╔══

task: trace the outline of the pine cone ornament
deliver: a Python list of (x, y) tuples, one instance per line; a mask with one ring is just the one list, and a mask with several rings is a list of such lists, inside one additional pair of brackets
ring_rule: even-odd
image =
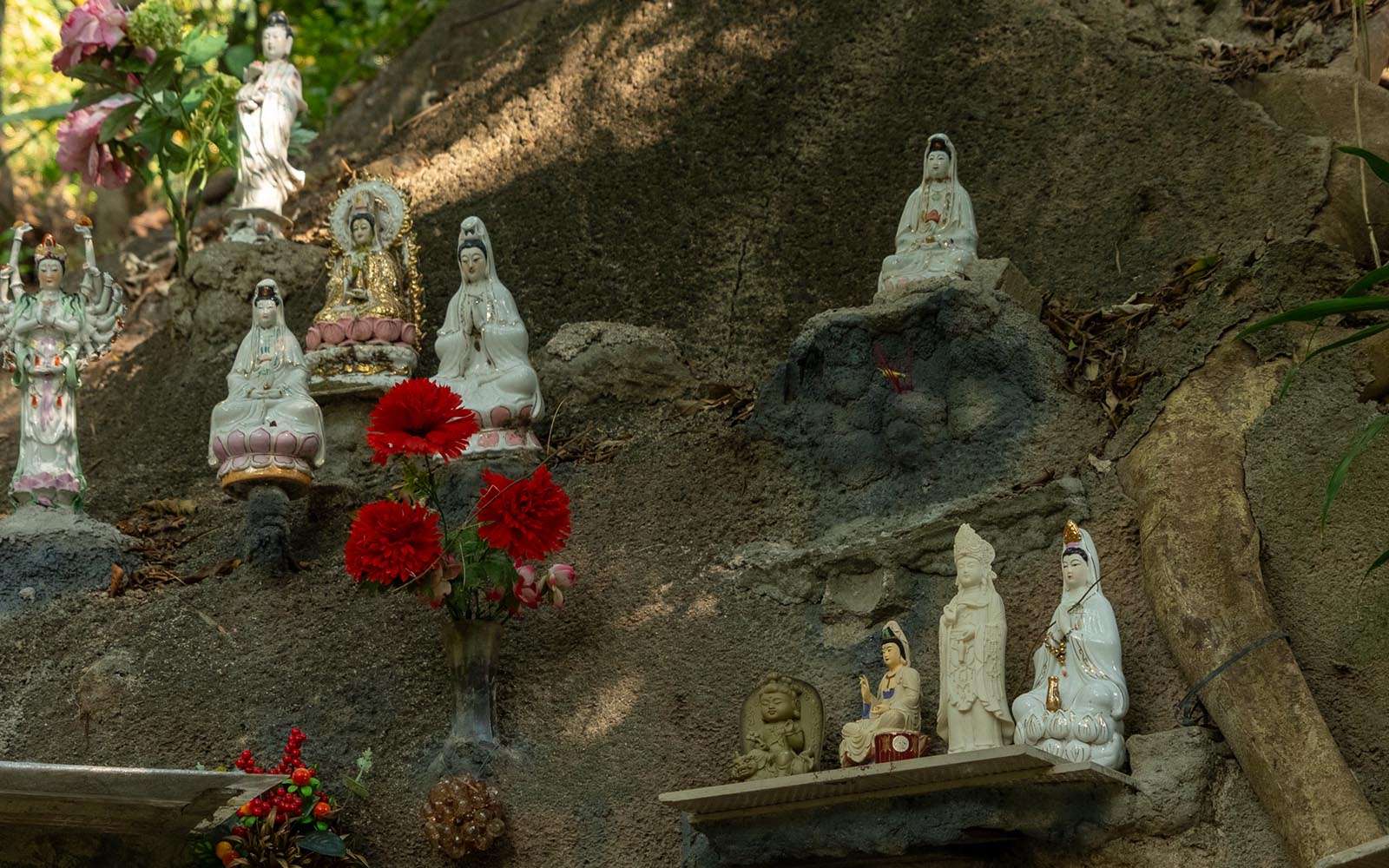
[(421, 815), (425, 836), (450, 858), (482, 853), (507, 831), (496, 787), (471, 775), (454, 775), (436, 783)]

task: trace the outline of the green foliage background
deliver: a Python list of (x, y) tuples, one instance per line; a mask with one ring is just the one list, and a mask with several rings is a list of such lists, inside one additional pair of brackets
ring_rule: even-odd
[[(294, 64), (307, 117), (322, 129), (346, 90), (375, 76), (449, 0), (175, 0), (190, 26), (228, 35), (224, 71), (240, 78), (258, 56), (261, 24), (274, 10), (294, 29)], [(21, 212), (63, 212), (89, 196), (58, 169), (57, 126), (76, 82), (50, 67), (72, 0), (6, 0), (0, 31), (0, 154)], [(0, 199), (3, 201), (3, 199)]]

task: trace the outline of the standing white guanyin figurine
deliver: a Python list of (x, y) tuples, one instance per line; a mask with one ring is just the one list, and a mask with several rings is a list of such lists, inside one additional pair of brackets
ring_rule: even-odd
[(1032, 653), (1032, 689), (1013, 700), (1014, 740), (1072, 762), (1120, 768), (1128, 703), (1120, 628), (1100, 587), (1100, 556), (1090, 533), (1068, 521), (1061, 604)]
[(882, 261), (878, 292), (899, 294), (922, 281), (964, 274), (978, 246), (974, 203), (960, 186), (954, 144), (936, 133), (926, 142), (921, 186), (897, 221), (897, 251)]
[(1003, 683), (1008, 625), (993, 589), (993, 546), (970, 525), (954, 543), (954, 599), (940, 612), (940, 706), (936, 732), (950, 753), (1003, 747), (1013, 742), (1013, 718)]
[(226, 399), (213, 408), (207, 462), (233, 496), (274, 485), (299, 497), (324, 465), (324, 414), (308, 394), (308, 365), (285, 325), (279, 287), (261, 281), (251, 328), (226, 375)]
[[(896, 621), (882, 628), (882, 664), (886, 672), (874, 696), (868, 679), (858, 676), (863, 711), (857, 721), (845, 724), (839, 739), (839, 764), (861, 765), (874, 760), (878, 733), (907, 736), (915, 749), (921, 731), (921, 674), (911, 668), (911, 644)], [(906, 747), (903, 747), (906, 750)]]
[(10, 262), (0, 268), (0, 343), (19, 387), (19, 462), (10, 481), (15, 504), (82, 508), (86, 476), (78, 454), (79, 372), (110, 349), (125, 324), (124, 294), (96, 267), (92, 221), (78, 218), (86, 262), (76, 293), (63, 289), (68, 254), (51, 235), (33, 251), (39, 286), (25, 292), (19, 247), (32, 229), (15, 224)]
[(457, 392), (479, 417), (482, 431), (472, 435), (464, 457), (539, 450), (531, 424), (544, 412), (540, 381), (526, 354), (529, 337), (517, 303), (497, 278), (482, 219), (463, 221), (457, 257), (463, 282), (435, 340), (439, 374), (433, 381)]
[(246, 83), (236, 92), (240, 158), (231, 240), (258, 240), (265, 232), (279, 236), (289, 225), (285, 200), (304, 185), (304, 172), (289, 164), (294, 118), (307, 108), (299, 69), (289, 61), (293, 47), (294, 32), (285, 12), (271, 12), (261, 31), (265, 61), (246, 67)]

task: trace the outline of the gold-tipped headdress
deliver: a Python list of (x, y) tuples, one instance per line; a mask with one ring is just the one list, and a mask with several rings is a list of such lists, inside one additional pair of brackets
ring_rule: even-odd
[(970, 525), (960, 525), (960, 529), (956, 532), (954, 556), (957, 561), (964, 556), (976, 557), (988, 567), (993, 564), (993, 546), (975, 533)]
[(68, 251), (53, 240), (53, 235), (44, 235), (39, 246), (33, 249), (33, 264), (38, 265), (43, 260), (57, 260), (64, 267), (68, 264)]

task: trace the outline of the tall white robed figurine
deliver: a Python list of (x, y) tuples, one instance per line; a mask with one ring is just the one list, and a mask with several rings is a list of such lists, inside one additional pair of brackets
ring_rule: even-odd
[(993, 546), (960, 525), (954, 543), (958, 592), (940, 612), (940, 704), (936, 732), (950, 753), (1003, 747), (1013, 718), (1003, 686), (1008, 625), (993, 589)]
[(1061, 603), (1036, 651), (1032, 689), (1013, 700), (1014, 740), (1072, 762), (1124, 765), (1128, 685), (1114, 608), (1100, 587), (1100, 557), (1090, 533), (1065, 522)]
[(924, 281), (963, 274), (978, 246), (974, 203), (960, 186), (954, 144), (936, 133), (926, 142), (921, 186), (897, 221), (897, 251), (882, 261), (878, 292), (910, 292)]
[(472, 435), (464, 456), (539, 450), (531, 425), (544, 412), (540, 379), (526, 354), (529, 337), (515, 299), (497, 278), (496, 251), (481, 218), (463, 221), (456, 254), (463, 281), (435, 340), (439, 374), (433, 381), (457, 392), (479, 417), (482, 431)]
[(267, 278), (251, 296), (251, 328), (226, 375), (226, 399), (213, 408), (207, 462), (233, 496), (274, 485), (299, 497), (324, 464), (324, 442), (304, 353), (285, 325), (279, 287)]
[(78, 218), (86, 262), (76, 293), (63, 289), (68, 254), (44, 236), (33, 251), (39, 286), (25, 292), (19, 246), (31, 226), (17, 224), (10, 264), (0, 268), (0, 344), (19, 387), (19, 462), (10, 482), (17, 504), (81, 510), (86, 476), (78, 454), (78, 374), (104, 353), (124, 328), (124, 296), (97, 269), (92, 221)]
[(267, 232), (278, 236), (289, 225), (285, 200), (304, 186), (304, 172), (289, 164), (294, 118), (307, 108), (299, 69), (289, 61), (293, 47), (289, 19), (283, 12), (271, 12), (261, 31), (265, 60), (246, 67), (246, 83), (236, 92), (240, 160), (233, 199), (238, 210), (228, 226), (231, 240), (257, 240)]

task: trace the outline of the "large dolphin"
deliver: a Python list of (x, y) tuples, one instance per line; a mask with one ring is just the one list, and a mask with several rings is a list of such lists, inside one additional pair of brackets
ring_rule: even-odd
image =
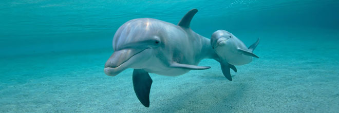
[[(259, 44), (257, 41), (248, 48), (232, 33), (223, 30), (217, 30), (211, 37), (211, 44), (219, 57), (221, 70), (224, 76), (232, 81), (230, 68), (232, 65), (242, 65), (252, 62), (252, 57), (259, 58), (253, 52)], [(233, 69), (236, 72), (236, 69)]]
[(203, 59), (219, 57), (210, 40), (193, 31), (190, 23), (198, 12), (189, 11), (178, 25), (143, 18), (127, 22), (113, 39), (114, 52), (105, 64), (104, 72), (115, 76), (131, 68), (135, 92), (141, 103), (149, 106), (152, 79), (148, 73), (179, 76), (191, 70), (209, 69), (197, 65)]

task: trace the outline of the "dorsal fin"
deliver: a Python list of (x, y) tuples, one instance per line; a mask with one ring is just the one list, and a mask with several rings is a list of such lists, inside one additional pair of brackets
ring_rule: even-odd
[(190, 28), (190, 24), (191, 23), (191, 21), (192, 20), (192, 18), (198, 12), (198, 9), (193, 9), (190, 10), (185, 15), (181, 18), (179, 23), (178, 23), (178, 26), (179, 26), (181, 27), (184, 27), (186, 28)]

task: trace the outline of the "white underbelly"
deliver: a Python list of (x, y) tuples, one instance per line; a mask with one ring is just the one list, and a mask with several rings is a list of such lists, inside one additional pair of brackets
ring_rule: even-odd
[(161, 61), (156, 57), (153, 57), (145, 62), (143, 67), (144, 67), (143, 69), (146, 72), (168, 76), (180, 76), (191, 70), (190, 69), (171, 67), (168, 63)]

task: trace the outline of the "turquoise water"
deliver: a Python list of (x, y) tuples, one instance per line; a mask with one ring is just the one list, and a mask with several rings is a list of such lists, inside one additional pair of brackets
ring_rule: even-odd
[[(209, 38), (218, 29), (260, 58), (218, 62), (178, 77), (150, 74), (150, 106), (133, 90), (133, 70), (103, 72), (117, 29), (151, 17), (176, 24), (189, 10)], [(0, 3), (1, 112), (335, 112), (339, 109), (338, 1), (4, 1)]]

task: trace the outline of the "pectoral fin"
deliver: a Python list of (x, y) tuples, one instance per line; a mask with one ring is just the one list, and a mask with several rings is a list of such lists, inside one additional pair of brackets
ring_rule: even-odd
[(133, 87), (137, 97), (145, 107), (149, 107), (149, 91), (152, 79), (143, 69), (133, 70)]
[(254, 54), (254, 53), (253, 53), (251, 52), (249, 52), (249, 51), (246, 51), (246, 50), (242, 50), (242, 49), (239, 49), (239, 48), (238, 49), (238, 51), (242, 53), (242, 54), (243, 54), (244, 55), (248, 55), (248, 56), (252, 56), (252, 57), (255, 57), (255, 58), (259, 58), (259, 57), (258, 57), (258, 56)]
[(232, 81), (231, 71), (230, 70), (230, 66), (228, 65), (228, 63), (220, 63), (220, 66), (221, 66), (221, 71), (222, 71), (223, 76), (224, 76), (225, 77), (227, 78), (227, 79)]
[(249, 50), (251, 51), (251, 52), (253, 52), (253, 51), (254, 51), (254, 49), (255, 49), (256, 47), (257, 47), (257, 46), (258, 45), (258, 44), (259, 44), (259, 41), (260, 41), (260, 39), (258, 38), (258, 40), (257, 40), (257, 41), (255, 42), (254, 43), (252, 44), (249, 47)]
[(179, 64), (176, 62), (172, 63), (171, 64), (170, 67), (191, 70), (203, 70), (209, 69), (211, 68), (210, 66), (196, 66), (189, 64)]

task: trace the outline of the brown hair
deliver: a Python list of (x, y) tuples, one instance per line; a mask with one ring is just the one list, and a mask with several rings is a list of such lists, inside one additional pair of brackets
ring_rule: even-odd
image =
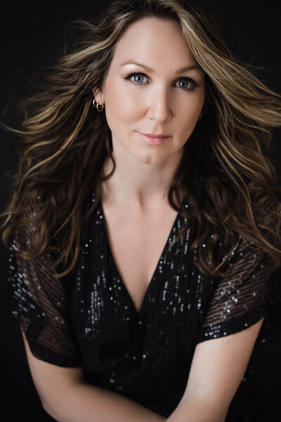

╚══

Aim
Turn everything in the material from the line containing "task: trace the outline of the standing" down to the line containing "221), (897, 251)]", both included, into a JSON list of strings with one string per line. Leave out any blank lines.

Answer to the task
[
  "task: trace the outline of the standing white guanyin figurine",
  "deliver: a Python list of (x, y) tuples, one instance per line; a mask with one ring is just the one list, and a mask with several rings is a list of such lists, inside one additional pair of brackets",
  "ring_rule: even-odd",
  "[(1032, 653), (1032, 689), (1013, 700), (1014, 740), (1072, 762), (1120, 768), (1128, 703), (1120, 628), (1100, 587), (1100, 556), (1090, 533), (1068, 521), (1061, 604)]",
  "[(882, 261), (878, 292), (899, 294), (922, 281), (964, 274), (978, 246), (974, 203), (960, 186), (954, 144), (936, 133), (926, 142), (921, 186), (897, 221), (897, 251)]"
]